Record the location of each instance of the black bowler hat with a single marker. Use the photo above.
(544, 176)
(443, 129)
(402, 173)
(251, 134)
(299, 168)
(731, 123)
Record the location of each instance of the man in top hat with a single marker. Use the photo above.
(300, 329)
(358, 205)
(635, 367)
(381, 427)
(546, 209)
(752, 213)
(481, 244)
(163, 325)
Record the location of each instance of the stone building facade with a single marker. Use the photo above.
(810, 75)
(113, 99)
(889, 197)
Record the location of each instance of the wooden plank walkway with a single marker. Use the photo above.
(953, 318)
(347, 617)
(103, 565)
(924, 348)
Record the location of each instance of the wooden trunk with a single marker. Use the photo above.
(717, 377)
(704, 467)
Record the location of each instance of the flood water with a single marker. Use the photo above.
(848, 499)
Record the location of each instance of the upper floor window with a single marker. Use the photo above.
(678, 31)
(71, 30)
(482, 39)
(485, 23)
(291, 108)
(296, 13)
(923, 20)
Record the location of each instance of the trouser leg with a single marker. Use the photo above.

Task brief:
Starting at the line that contains "Record the location of each instance of the wooden trunk", transcribe every line through the last line of the entries above, exactly, and nothing else.

Answer section:
Record the location of each instance of the wooden trunk with a single marker. Use the photo above.
(717, 377)
(704, 467)
Record the location of each instance of the flood water with a single marker. Use the photo above.
(848, 499)
Record the location of each instance of the upper floor window with a single marker. Use the photo above.
(678, 31)
(71, 30)
(482, 39)
(485, 23)
(291, 108)
(296, 13)
(923, 20)
Record the location of each instance of the trouser leg with a single marker. Use the photo above.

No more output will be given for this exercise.